### WHAT THE EXERCISE ASKS:
Tally the lines in the items below that contain the string "floral", treating case as significant, and give only the number.

### GIVEN RECORDS:
════
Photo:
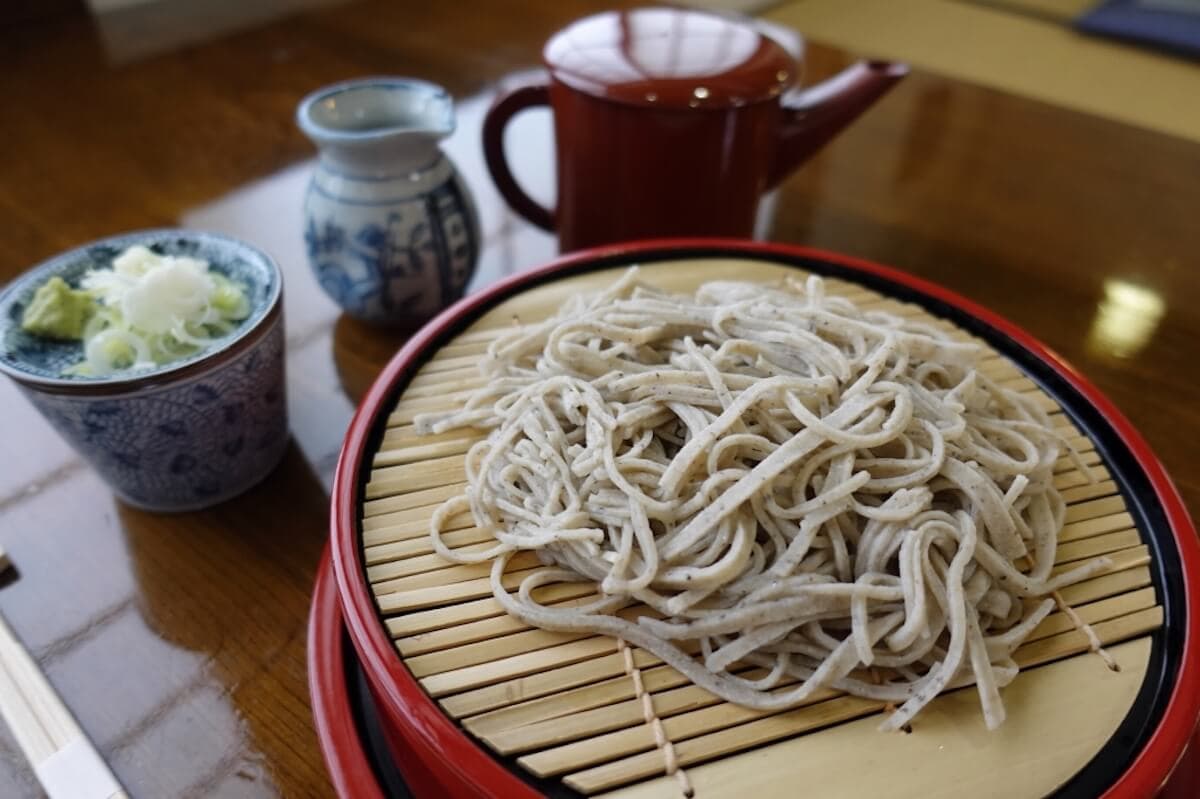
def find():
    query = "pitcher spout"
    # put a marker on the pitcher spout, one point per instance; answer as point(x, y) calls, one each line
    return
point(377, 125)
point(815, 115)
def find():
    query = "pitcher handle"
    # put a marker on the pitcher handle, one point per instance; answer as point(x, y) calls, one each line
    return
point(497, 119)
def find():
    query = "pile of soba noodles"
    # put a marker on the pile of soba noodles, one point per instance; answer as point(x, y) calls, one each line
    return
point(802, 494)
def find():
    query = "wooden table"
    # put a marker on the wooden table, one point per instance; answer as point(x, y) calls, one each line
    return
point(179, 641)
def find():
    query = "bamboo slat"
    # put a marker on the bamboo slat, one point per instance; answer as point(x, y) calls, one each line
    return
point(563, 702)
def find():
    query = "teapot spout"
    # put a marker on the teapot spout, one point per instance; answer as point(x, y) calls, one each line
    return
point(815, 115)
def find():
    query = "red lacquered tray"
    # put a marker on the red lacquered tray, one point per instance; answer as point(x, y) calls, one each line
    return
point(1151, 744)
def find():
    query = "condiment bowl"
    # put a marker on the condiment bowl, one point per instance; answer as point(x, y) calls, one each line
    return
point(181, 436)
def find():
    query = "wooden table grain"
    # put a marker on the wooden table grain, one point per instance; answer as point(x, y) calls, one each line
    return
point(179, 641)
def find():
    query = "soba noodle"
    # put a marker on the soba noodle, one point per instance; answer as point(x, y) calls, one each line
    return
point(797, 494)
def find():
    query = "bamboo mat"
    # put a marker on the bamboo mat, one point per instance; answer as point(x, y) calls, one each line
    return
point(565, 708)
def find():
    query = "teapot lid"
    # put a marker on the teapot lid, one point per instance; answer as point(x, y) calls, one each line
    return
point(671, 58)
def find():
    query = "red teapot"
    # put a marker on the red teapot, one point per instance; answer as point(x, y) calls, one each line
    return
point(672, 122)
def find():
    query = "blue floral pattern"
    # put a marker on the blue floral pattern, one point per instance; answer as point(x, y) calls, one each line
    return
point(400, 257)
point(187, 444)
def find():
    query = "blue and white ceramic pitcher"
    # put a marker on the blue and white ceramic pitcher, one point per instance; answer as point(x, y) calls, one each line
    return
point(391, 230)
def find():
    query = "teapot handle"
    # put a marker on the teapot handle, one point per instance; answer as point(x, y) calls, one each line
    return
point(498, 116)
point(815, 115)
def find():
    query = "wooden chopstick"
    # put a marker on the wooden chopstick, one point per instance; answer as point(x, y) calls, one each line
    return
point(66, 763)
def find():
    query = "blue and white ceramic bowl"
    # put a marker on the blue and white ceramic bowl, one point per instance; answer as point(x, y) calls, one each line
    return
point(184, 436)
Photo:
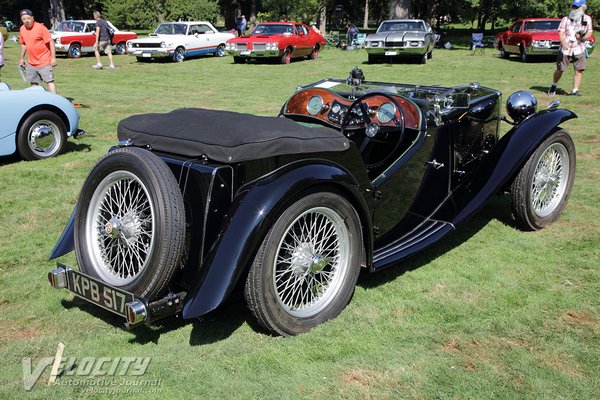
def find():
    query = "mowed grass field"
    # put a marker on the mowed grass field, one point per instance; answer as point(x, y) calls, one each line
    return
point(492, 312)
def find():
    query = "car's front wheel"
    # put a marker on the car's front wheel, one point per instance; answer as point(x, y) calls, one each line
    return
point(179, 54)
point(42, 135)
point(305, 271)
point(74, 51)
point(541, 189)
point(130, 222)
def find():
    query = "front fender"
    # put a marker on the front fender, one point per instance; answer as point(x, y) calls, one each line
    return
point(253, 213)
point(505, 160)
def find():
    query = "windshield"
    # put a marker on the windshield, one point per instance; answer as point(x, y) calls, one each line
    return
point(396, 26)
point(70, 26)
point(542, 25)
point(273, 29)
point(171, 29)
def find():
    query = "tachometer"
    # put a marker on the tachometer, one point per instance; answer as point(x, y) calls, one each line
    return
point(315, 105)
point(386, 112)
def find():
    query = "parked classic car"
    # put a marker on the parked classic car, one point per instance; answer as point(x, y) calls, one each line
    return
point(75, 37)
point(401, 38)
point(180, 40)
point(35, 123)
point(351, 174)
point(277, 40)
point(532, 37)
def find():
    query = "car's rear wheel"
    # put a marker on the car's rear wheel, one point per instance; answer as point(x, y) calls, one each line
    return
point(42, 135)
point(121, 48)
point(220, 50)
point(130, 222)
point(179, 54)
point(74, 51)
point(286, 57)
point(541, 189)
point(305, 271)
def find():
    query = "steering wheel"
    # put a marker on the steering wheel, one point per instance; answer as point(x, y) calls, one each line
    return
point(376, 134)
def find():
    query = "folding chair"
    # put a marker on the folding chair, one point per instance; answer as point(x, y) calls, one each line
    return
point(477, 45)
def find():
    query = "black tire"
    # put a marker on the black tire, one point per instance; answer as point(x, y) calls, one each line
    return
point(74, 51)
point(541, 189)
point(523, 55)
point(179, 54)
point(503, 53)
point(281, 288)
point(130, 222)
point(43, 134)
point(121, 48)
point(220, 50)
point(286, 57)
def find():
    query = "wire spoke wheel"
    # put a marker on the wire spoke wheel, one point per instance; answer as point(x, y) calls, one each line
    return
point(305, 271)
point(122, 220)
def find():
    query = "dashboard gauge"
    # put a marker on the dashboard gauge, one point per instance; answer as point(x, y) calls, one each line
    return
point(386, 112)
point(315, 105)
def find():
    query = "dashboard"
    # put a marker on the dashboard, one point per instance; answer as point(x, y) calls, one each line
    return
point(331, 108)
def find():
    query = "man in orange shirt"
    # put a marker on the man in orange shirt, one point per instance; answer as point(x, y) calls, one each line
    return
point(36, 42)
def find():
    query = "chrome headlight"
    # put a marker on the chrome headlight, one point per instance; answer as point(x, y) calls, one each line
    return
point(542, 43)
point(520, 105)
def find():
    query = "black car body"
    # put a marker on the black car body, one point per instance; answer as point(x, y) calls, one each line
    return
point(352, 174)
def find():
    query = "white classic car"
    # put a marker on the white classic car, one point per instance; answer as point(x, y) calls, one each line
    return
point(180, 40)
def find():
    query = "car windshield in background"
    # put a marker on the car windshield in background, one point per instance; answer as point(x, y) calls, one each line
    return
point(171, 29)
point(401, 26)
point(70, 26)
point(273, 29)
point(541, 25)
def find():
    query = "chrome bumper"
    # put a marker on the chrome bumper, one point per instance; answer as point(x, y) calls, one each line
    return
point(254, 53)
point(396, 51)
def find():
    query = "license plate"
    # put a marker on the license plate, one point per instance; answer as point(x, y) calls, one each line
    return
point(95, 291)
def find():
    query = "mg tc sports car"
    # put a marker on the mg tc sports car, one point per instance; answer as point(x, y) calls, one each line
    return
point(75, 37)
point(401, 38)
point(180, 40)
point(351, 174)
point(280, 41)
point(532, 37)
════
### RESULT OF THIS TASK:
2